§ Prompt
Copy the data from the line that contains "Definition first: for each instance of the black suv, imagine" to its last line, exactly, including both of those lines and leaving out everything before.

Pointing and labeling entries
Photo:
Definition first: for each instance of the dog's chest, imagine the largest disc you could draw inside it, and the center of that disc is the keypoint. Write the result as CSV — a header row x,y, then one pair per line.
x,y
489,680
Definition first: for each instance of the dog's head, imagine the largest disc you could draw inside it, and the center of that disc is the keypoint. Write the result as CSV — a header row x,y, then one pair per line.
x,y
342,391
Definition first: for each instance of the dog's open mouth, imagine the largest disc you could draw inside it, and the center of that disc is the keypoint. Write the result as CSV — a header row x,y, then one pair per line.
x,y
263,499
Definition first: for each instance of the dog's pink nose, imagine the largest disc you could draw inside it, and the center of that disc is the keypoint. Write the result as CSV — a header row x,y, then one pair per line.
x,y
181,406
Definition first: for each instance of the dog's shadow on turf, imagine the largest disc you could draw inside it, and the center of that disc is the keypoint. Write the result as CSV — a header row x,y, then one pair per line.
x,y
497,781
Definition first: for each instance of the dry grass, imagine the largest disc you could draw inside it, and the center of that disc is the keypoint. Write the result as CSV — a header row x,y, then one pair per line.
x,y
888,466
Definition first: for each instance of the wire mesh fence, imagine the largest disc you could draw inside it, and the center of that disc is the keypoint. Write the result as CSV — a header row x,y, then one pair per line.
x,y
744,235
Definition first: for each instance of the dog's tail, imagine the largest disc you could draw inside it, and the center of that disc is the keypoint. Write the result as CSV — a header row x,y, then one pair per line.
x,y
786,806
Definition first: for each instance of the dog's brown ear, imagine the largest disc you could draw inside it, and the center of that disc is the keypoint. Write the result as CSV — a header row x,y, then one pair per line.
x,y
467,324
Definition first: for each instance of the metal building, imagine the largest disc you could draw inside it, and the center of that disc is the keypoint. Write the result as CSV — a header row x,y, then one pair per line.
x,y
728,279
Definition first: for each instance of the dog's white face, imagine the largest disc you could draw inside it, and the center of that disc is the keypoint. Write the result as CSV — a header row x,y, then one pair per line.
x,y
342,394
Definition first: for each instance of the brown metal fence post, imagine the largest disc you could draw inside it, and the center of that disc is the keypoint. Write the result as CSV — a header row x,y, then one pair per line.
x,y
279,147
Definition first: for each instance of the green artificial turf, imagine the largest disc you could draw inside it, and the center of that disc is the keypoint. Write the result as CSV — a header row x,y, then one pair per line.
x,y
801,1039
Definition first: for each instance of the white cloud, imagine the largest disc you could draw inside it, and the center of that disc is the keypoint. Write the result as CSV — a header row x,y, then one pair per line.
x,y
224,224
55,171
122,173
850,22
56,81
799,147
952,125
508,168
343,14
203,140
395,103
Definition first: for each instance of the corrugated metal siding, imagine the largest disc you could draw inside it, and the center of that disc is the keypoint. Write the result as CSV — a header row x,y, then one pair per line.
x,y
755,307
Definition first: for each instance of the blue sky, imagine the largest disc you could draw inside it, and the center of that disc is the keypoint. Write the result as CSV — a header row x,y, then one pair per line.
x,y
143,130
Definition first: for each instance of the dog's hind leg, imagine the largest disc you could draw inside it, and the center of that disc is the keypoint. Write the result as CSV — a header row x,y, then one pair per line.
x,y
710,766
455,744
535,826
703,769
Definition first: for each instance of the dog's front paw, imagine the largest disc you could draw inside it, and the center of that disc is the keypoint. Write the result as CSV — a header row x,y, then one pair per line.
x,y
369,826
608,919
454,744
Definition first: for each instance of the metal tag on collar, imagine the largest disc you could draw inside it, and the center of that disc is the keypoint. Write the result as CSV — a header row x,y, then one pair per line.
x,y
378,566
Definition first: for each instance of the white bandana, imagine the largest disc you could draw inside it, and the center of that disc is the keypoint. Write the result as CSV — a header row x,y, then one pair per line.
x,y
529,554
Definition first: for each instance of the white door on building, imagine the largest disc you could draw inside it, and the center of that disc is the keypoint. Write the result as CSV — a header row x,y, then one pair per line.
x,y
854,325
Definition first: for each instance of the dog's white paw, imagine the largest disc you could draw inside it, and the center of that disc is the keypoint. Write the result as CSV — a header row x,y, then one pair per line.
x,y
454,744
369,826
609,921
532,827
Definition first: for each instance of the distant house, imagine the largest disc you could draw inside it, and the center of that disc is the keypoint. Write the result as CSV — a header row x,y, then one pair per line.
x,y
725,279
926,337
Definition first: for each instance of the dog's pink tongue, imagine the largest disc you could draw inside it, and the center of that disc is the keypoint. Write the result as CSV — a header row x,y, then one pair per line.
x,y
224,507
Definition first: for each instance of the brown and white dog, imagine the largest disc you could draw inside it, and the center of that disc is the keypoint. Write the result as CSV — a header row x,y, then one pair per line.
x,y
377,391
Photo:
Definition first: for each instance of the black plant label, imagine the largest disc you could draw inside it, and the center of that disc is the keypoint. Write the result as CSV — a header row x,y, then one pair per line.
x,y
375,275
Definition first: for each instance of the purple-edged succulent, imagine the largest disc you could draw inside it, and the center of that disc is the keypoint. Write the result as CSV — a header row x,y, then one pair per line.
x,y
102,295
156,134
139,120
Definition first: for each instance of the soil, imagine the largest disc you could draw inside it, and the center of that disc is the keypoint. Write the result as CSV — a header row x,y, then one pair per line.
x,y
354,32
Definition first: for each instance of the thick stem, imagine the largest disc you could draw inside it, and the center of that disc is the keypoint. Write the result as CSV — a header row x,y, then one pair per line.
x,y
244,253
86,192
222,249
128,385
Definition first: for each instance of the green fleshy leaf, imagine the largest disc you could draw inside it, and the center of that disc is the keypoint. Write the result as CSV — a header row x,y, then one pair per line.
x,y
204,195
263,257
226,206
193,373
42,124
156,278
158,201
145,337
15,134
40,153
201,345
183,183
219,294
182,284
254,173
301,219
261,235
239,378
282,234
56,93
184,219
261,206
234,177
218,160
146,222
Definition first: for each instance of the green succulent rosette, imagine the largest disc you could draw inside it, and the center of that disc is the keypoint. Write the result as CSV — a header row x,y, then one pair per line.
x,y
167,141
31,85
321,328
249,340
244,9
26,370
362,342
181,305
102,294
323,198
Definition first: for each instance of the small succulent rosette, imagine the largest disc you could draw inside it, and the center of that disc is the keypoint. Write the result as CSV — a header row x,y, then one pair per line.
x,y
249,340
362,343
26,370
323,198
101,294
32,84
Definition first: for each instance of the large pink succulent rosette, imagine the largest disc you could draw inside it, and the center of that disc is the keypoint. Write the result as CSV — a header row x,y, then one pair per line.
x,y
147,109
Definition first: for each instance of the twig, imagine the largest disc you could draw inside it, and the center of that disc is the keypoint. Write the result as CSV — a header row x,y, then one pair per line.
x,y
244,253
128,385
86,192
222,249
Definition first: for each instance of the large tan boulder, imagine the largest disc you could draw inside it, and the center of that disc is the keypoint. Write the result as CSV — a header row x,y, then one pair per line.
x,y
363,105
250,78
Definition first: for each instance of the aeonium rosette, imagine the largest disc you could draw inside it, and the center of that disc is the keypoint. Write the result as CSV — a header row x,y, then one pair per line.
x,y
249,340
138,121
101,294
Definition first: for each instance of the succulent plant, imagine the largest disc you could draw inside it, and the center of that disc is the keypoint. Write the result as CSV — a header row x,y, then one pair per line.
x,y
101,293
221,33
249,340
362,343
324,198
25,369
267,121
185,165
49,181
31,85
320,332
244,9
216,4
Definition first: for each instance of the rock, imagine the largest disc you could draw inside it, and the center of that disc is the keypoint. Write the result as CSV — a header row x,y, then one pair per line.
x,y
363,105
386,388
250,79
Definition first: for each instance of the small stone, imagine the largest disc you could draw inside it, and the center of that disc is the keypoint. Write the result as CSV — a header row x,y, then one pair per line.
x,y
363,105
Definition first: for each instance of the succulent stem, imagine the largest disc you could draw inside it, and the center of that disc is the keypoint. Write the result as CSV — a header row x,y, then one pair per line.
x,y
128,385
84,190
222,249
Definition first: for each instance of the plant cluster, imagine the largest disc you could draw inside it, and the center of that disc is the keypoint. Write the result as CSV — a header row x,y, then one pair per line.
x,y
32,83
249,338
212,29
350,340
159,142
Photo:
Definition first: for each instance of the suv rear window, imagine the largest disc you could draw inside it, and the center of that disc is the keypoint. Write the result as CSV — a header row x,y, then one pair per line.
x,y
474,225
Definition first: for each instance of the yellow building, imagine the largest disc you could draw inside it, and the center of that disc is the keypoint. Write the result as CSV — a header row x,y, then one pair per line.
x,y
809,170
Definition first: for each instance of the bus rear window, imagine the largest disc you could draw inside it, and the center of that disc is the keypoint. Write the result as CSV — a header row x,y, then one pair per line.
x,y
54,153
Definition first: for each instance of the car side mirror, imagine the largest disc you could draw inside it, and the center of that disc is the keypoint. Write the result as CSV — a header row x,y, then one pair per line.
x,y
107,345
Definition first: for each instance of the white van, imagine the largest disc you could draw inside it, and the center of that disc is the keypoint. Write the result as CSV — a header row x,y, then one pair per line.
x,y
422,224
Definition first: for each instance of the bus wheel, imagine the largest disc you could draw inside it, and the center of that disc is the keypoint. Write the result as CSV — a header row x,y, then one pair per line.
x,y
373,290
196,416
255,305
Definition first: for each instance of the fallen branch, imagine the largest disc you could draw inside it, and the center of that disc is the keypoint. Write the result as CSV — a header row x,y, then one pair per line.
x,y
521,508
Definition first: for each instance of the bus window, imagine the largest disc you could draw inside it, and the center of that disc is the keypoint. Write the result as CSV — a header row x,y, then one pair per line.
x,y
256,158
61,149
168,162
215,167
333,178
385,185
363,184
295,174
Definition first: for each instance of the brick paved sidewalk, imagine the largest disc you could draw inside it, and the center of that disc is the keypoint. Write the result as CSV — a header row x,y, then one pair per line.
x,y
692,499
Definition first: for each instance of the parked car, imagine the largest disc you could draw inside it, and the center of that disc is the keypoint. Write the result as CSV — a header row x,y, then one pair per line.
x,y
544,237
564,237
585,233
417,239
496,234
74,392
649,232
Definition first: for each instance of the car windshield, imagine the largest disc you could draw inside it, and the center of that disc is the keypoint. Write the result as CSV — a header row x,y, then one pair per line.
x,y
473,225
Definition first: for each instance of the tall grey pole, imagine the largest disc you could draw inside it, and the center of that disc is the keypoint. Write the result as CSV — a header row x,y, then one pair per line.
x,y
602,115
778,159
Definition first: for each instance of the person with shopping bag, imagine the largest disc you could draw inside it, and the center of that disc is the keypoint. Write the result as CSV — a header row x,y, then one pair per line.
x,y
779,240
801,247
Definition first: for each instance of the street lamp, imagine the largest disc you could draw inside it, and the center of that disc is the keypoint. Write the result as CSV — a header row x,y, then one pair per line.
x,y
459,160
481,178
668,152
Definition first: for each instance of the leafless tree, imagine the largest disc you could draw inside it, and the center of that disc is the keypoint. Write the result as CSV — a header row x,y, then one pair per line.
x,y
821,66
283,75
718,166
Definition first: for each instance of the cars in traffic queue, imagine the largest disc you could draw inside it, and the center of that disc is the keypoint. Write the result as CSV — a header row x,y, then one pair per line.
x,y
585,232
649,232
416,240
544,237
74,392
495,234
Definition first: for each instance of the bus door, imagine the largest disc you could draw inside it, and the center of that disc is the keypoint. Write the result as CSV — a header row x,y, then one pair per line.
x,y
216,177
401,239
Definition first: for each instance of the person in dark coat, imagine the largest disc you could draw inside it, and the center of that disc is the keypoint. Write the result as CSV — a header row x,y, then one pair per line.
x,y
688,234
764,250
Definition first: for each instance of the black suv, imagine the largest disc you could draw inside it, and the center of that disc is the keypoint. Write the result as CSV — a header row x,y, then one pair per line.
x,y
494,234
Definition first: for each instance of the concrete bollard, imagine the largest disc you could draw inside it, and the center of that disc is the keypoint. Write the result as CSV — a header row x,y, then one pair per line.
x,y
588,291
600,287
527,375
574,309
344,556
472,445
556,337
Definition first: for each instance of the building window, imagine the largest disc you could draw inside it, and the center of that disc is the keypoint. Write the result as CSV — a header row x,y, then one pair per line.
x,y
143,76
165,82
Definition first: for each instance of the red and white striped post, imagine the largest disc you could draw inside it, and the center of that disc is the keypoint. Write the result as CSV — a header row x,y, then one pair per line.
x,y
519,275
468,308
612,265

§ Result
Definition first: for each instance of the black suv, imagine the largest disc you could draw inside it, and the center of that disc is the keypoint. Write the result as CSV — a header row x,y, then one pair per line.
x,y
494,234
Definition first: for each instance of the concrete bollard, imagine the largest disc you could draw inside it, and the center of that disc is the keypoint. Write the result as CSV — a header row x,y, then one pair per line.
x,y
588,291
600,287
527,375
574,309
344,556
472,445
556,337
Definition first: for each instance of the building window, imagine the largest disc you could draw inside it, and the center of that disc is the keypoint. Write the result as CSV — a header row x,y, then one pair per line.
x,y
143,76
165,82
Definition first: for each instance of the red and white striped post, imagine the largest disc you could draw inside it, and the center of that disc is the keypoint. Write the result as CSV — a header row x,y, then one pair per line.
x,y
519,275
468,308
612,265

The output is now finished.